- [Data rows]
[Start]

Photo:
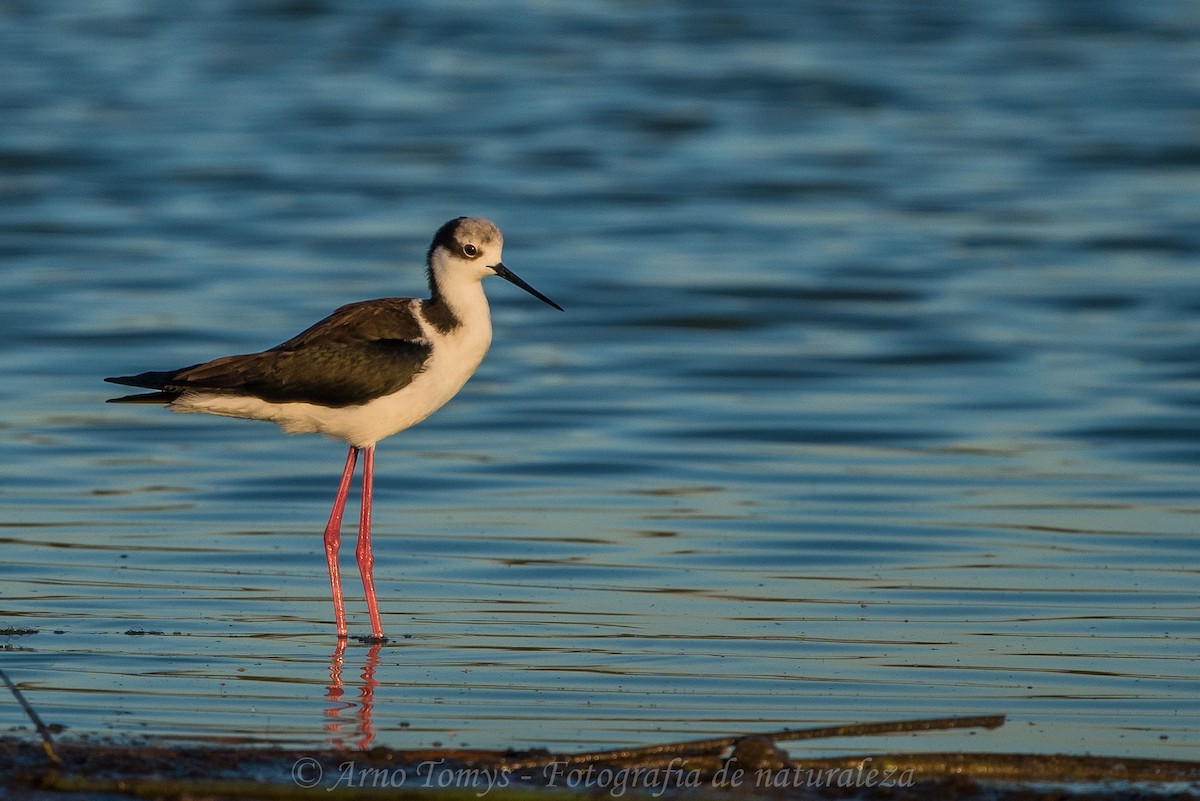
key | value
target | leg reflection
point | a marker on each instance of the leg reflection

[End]
[Start]

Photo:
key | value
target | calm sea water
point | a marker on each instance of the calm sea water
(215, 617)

[End]

- [Direction] Please collect every line of the data above that contains the string "point".

- [Solution]
point | a marker on each instance of the leg reflection
point | a marker on each instance of the calm sea water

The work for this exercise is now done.